O que fazer:
a – Copie da entrevista, sem mudar nada, o trecho que começa em "Marcelo Mourão -  A" e vai até "meu ativismo político-poético.".
b – As afirmações a seguir concordam com a entrevista? Responda sim ou não a cada uma e cite literalmente as palavras da entrevista que decidem: (i) Marcelo Mourão é, por formação, professor de História, de Língua Portuguesa e de Literatura; (ii) segundo Marcelo Mourão, os pseudo-artistas irão voar, como passarinhos, rumo à eternidade; (iii) Ademir Assunção é apresentado como poeta e jornalista.

Texto fornecido:
Artur Gomes - Revisitando Quintana: você acha que depois dessa crise virótica pandêmica, quem passará e quem passarinho?

Marcelo Mourão - Posso dizer que muitos passarão e tantos outros passarinho. Os fascistas, os pseudo-poetas, os pseudo-artistas, os políticos sem nenhum lume, os homens e mulheres de pouquíssima sabedoria e valor, enfim, esses e muitos e muitos outros passarão batidos. Os de grande valor, seja em qual área for, como sempre, são os que irão ficar, os que irão voar, como passarinhos, rumo à eternidade, à glória, à permanência, que paira acima do tempo.

Artur Gomes - Escrevendo sobre o livro Pátria A(r)mada, o poeta e jornalista Ademir Assunção, afirma que cada poeta tem a sua tribo, de onde ele traz as suas referências. Você de onde vem, qual é a sua tribo?

Marcelo Mourão -  A minha tribo é a dos poetas que cantam o social, o político e os sentimentos também. Adoro amalgamar poesia com história, sociologia, filosofia, antropologia e psicologia. Minha tribo é a dos poetas que leem compulsivamente e escrevem com muita dedicação e amor. Eu sou, por formação, professor de História, de Língua Portuguesa e de Literatura, então essas bases teóricas explicam praticamente tudo sobre a minha escrita e o meu ativismo político-poético.

[Entradas de dados armazenadas]
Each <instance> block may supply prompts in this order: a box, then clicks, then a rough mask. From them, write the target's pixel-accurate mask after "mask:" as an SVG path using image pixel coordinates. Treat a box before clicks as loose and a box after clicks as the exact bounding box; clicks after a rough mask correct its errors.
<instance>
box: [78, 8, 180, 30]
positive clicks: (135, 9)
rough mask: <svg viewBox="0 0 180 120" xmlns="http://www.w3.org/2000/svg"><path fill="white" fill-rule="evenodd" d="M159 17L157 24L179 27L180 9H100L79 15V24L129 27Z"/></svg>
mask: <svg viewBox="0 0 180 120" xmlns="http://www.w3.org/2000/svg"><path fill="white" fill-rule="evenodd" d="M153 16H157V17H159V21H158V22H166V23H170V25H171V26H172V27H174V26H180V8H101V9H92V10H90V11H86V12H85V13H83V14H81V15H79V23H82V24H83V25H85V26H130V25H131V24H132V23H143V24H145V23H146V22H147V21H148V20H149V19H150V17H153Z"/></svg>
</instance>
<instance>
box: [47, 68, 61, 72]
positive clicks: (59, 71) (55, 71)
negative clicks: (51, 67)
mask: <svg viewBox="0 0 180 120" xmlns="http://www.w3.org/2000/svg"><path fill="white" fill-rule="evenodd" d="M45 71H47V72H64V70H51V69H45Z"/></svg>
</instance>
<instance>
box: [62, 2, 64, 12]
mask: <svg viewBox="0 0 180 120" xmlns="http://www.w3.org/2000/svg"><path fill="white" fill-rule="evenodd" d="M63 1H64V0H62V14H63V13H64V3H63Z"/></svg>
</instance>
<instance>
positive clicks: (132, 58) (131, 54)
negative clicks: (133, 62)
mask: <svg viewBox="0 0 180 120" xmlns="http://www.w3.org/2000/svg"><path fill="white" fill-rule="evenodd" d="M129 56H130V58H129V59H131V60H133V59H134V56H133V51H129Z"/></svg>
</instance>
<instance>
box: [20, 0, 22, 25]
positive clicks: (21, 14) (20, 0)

Suas respostas:
a –
Marcelo Mourão -  A minha tribo é a dos poetas que cantam o social, o político e os sentimentos também. Adoro amalgamar poesia com história, sociologia, filosofia, antropologia e psicologia. Minha tribo é a dos poetas que leem compulsivamente e escrevem com muita dedicação e amor. Eu sou, por formação, professor de História, de Língua Portuguesa e de Literatura, então essas bases teóricas explicam praticamente tudo sobre a minha escrita e o meu ativismo político-poético.

b –
(i) Sim: "Eu sou, por formação, professor de História, de Língua Portuguesa e de Literatura".
(ii) Não: "Os fascistas, os pseudo-poetas, os pseudo-artistas, os políticos sem nenhum lume, os homens e mulheres de pouquíssima sabedoria e valor, enfim, esses e muitos e muitos outros passarão batidos."
(iii) Sim: "o poeta e jornalista Ademir Assunção".